EXCERPTED PASSAGE ::
################

Is China punishing N. Korea for nuclear tests?

Satellite imagery suggests that China might be punishing its ally North Korea for its nuclear-weapons tests by sharply restricting trade between the two dictatorships.

“It is apparent that shortly after North Korea did the fourth nuclear test in January, China took unilateral measures to drastically curtail trade interaction along their border,”  Victor Cha, director for Asian affairs at the National Security Council during the George W. Bush administration, told The Washington Post.

To read The  Post’s article on this, please hit this link.

Struggling Belarus redominates its currency

 

In a redomination of its currency, Belarus is cutting four zeroes off the face value of the ruble as the country, which is virtually a satellite of Russia, struggles with recession.

It’s  the third redomination in the nation of 10 million since it became independent after the 1991 collapse of the Soviet Union. The Belarusian ruble, which had traded at 20,000 to the dollar before the move, now stands at 2 rubles a dollar.

Belarus’s economy, which depends on neighboring Russia for cheap energy and subsidies, shrank 4 percent last year and is seen falling another 3 percent this year.

President Alexander Lukashenko’s authoritarian government has sought a $3 billion bailout from the International Monetary Fund.

To read a Japan Times article on this, please hit this link.

Xi focuses on importance of Marxist ideology

 

Chinese President Xi Jinping emphasized the importance of ideological orthodoxy  to ensure the  power and legitimacy of Communist Party rule.

“The wavering of idealistic faith is the most dangerous form of wavering,” Mr. Xi told an assembly of party officials and members at Beijing’s Great Hall of the People on July 1. “A political party’s decline often starts with the loss or lack of idealistic faith.”

“Turning our backs or abandoning Marxism means that our party would lose its soul and direction,” he said.

Mr. Xi has  tried to energize the Communist Party with iron discipline and an appeal to nationalism meant to curb corruption and bureaucratic  sluggishness — all with the aim of perpetuating the party’s power.

################

DATASET ENTRIES ::

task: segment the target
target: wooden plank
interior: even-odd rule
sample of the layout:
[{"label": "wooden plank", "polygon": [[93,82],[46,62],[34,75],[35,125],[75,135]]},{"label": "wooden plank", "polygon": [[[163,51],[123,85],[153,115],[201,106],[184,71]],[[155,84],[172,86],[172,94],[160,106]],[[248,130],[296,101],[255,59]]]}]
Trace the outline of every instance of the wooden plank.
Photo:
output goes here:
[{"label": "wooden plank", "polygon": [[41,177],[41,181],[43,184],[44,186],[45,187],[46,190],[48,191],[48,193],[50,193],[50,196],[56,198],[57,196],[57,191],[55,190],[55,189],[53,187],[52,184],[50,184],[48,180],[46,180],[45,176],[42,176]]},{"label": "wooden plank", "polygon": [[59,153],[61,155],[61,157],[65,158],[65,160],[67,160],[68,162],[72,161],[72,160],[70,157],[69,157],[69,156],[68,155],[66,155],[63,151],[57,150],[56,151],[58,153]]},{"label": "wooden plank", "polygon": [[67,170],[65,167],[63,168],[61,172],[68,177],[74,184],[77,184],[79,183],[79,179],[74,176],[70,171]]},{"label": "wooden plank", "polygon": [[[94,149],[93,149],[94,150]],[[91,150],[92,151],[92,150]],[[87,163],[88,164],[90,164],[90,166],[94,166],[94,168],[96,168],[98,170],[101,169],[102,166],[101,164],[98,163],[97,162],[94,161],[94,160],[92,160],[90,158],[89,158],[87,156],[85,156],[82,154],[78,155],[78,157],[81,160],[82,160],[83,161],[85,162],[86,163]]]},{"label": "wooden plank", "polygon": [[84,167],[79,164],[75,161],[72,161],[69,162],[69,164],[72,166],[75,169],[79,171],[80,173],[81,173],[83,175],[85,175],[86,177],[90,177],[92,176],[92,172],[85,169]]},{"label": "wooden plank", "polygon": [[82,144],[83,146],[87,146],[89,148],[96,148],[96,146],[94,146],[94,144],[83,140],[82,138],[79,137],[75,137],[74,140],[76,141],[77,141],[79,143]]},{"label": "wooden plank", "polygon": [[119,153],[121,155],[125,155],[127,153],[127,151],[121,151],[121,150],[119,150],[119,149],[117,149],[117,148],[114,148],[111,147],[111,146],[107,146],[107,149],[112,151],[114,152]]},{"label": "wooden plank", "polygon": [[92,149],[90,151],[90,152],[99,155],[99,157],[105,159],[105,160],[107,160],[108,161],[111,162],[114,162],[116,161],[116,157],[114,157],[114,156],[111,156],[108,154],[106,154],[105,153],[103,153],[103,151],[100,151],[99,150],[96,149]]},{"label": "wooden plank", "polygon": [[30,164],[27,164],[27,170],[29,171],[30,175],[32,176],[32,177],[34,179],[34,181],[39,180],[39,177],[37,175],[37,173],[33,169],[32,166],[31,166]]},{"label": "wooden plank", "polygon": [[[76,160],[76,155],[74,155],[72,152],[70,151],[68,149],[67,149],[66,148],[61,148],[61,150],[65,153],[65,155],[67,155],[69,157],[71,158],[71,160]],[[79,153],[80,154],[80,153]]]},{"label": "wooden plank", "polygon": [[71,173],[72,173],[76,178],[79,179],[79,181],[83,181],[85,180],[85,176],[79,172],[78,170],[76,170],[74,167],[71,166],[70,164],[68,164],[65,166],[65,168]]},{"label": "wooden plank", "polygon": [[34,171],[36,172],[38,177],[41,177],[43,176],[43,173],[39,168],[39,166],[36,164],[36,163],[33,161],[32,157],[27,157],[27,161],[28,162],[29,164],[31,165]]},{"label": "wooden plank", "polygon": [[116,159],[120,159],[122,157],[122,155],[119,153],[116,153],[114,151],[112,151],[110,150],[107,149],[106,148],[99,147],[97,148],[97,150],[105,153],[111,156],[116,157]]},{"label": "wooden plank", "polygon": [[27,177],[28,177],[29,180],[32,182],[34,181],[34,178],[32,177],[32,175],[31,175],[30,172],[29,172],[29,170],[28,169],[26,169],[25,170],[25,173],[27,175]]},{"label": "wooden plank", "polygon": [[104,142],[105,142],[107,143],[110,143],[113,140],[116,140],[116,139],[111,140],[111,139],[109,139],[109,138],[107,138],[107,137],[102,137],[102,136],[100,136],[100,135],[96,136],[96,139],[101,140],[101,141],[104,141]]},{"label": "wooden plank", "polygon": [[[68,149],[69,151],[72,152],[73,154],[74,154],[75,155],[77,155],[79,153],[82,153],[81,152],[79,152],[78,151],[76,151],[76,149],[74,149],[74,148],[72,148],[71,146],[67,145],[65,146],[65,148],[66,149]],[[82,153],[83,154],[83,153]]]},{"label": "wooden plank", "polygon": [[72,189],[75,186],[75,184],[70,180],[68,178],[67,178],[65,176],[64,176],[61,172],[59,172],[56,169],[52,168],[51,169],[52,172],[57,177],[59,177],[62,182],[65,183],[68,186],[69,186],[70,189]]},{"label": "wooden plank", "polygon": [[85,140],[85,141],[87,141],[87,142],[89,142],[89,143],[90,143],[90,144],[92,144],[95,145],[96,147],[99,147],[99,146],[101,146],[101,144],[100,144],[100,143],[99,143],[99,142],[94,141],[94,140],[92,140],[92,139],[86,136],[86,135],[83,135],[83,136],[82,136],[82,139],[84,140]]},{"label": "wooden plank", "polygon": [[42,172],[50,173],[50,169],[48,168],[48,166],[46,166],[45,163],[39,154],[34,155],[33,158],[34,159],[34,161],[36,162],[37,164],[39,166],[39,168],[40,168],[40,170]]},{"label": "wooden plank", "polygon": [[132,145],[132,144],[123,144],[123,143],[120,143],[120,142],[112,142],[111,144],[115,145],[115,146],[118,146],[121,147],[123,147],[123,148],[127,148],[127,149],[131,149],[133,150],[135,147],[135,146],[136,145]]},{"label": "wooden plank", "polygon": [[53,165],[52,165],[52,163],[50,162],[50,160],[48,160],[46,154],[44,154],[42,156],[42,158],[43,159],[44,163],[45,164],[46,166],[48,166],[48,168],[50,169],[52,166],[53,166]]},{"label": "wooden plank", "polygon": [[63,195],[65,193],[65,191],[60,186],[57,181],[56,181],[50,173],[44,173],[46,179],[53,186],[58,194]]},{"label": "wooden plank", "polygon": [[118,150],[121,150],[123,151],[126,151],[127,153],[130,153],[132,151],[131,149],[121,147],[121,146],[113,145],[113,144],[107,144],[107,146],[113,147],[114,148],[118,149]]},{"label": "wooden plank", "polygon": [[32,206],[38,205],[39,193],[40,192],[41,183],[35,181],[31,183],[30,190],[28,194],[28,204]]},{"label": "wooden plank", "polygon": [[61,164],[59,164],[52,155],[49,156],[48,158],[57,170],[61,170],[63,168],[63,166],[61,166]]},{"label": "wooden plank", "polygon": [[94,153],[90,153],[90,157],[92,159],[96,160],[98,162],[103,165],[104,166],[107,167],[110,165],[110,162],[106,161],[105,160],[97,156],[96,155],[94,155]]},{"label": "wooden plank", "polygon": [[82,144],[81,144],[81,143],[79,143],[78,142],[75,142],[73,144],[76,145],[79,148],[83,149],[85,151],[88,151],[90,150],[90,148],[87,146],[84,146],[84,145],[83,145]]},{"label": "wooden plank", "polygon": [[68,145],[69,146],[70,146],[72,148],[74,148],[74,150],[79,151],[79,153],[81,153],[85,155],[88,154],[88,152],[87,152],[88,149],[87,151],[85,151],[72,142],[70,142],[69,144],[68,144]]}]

################

PROBLEM DESCRIPTION :: In the news roundup, what was the Belarusian ruble's exchange rate against the dollar before the redomination?

COMPLETED TASK :: 20,000 rubles to the dollar